課題文

頭が良くなる薬

頭を良くするための薬はいくつか市販されています。これらは飲んだだけで劇的に頭が良くなるというものではもちろんなく、どちらかというとスムーズな学習が行えたり脳の環境を整え最大限の脳機能を引き出す、つまり乱暴に言えば脳にベストを尽くさせるための薬といえるでしょう。

 

これらの薬はいずれも有効成分として神経伝達物質を配合していたり、脳内の神経伝達物質に作用する物質を配合したりしています。

 

具体的には脳の不必要な興奮を抑えてよりよい集中力や知識の定着力を引き出したり、脳の血管を拡張し脳内の情報交換を活性化させたりするのです。頭が良くなるというよりは、頭が良くなりやすくなる薬と言うべきでしょうか。

 

代表的な薬としてピラセタムがあります。ピラセタムは長い歴史のある薬で臨床試験のデータも膨大にあり、確かな効果と安全性の高さが評価されています。

課題一覧
a) 頭が良くなる薬についての文章では、ピラセタムはどのような点が評価されていると述べていますか。
b) 頭が良くなる薬についての文章を、最後の文の後から書き継いでください。

収集資料
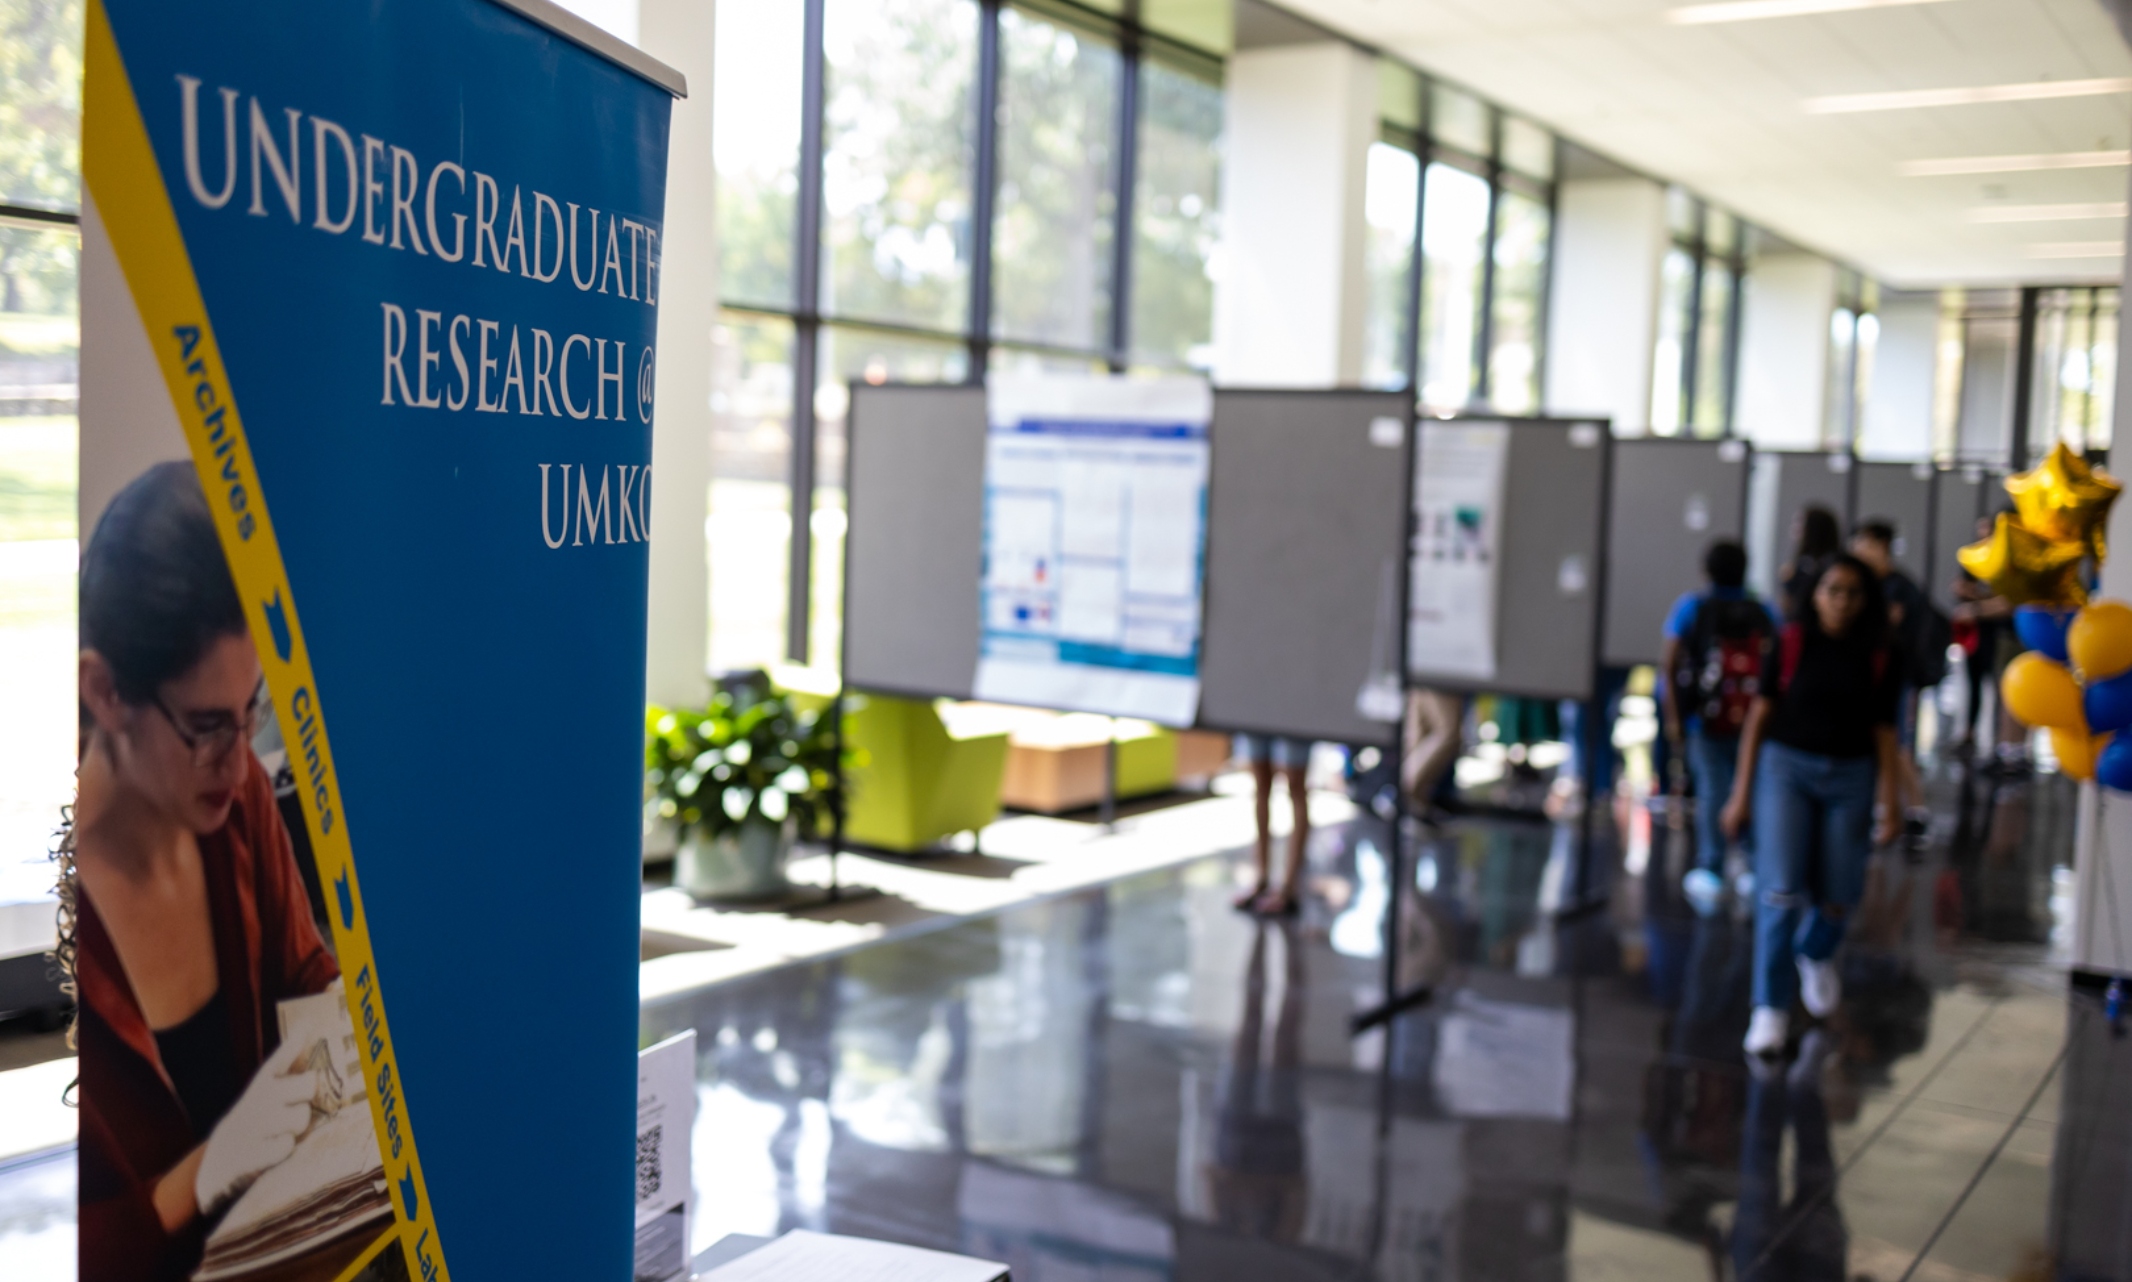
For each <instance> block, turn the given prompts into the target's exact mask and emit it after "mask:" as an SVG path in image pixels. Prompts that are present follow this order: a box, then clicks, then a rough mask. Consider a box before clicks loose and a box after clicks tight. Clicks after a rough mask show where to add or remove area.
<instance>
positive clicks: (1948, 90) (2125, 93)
mask: <svg viewBox="0 0 2132 1282" xmlns="http://www.w3.org/2000/svg"><path fill="white" fill-rule="evenodd" d="M2100 94H2132V79H2126V77H2104V79H2094V81H2023V83H2019V85H1970V87H1964V90H1897V92H1891V94H1829V96H1825V98H1808V100H1806V102H1804V105H1802V107H1806V111H1810V113H1814V115H1838V113H1848V111H1906V109H1910V107H1970V105H1976V102H2038V100H2045V98H2096V96H2100Z"/></svg>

設問別解答
a) 確かな効果と安全性の高さが評価されています。

b)
特に失語症の改善作用は特筆すべきものがあり、失語症患者のみならず右脳と左脳の情報交換を活性化する強い働きが得られるとされています。

 

またこの薬は安全性が極めて高いことも評価されている一因であり、ほぼ完璧に腎臓で分解・排泄されるため、体内に留まり続ける危険がなく、実際に長い歴史を持ちながら副作用の報告はほとんどありません。

 

他にも脳機能を全体的に向上させるコリン、脳の効率の良い栄養素が補給できるハイアーマインドなど、脳機能を高める薬は数多くあります。どれも基本的には緩やかな効果を得られる物で、ある程度の期間飲み続ける必要があるため、安全性を第一に考えて選択する必要があります。